● Tujuan Tugas:
Temukan setiap baris dalam kumpulan entri data di bawah ini yang memuat kata "query", lalu salin semua baris tersebut.

Kumpulan entri data
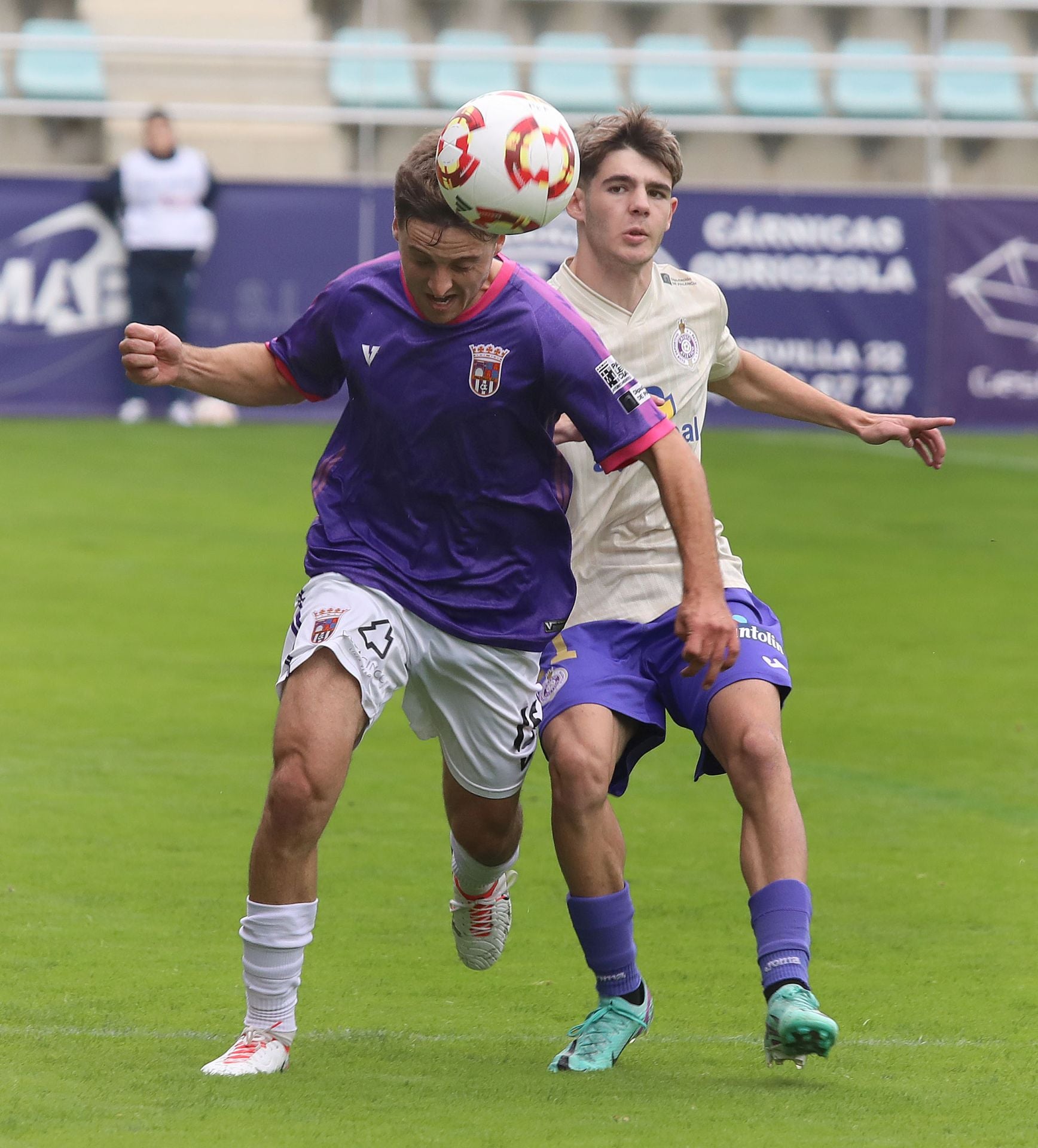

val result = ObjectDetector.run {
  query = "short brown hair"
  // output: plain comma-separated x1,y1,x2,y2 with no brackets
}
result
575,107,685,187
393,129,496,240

--

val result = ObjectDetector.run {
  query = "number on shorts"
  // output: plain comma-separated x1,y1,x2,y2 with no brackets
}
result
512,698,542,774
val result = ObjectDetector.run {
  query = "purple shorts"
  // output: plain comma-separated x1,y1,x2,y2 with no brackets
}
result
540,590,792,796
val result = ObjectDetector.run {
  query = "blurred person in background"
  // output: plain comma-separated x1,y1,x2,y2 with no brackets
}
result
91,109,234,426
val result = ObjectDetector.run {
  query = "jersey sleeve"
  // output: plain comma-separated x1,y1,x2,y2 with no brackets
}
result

● Jawaban Latihan:
  query = "short brown hair"
  query = "number on shorts"
  query = "purple shorts"
  query = "blurred person in background"
  query = "jersey sleeve"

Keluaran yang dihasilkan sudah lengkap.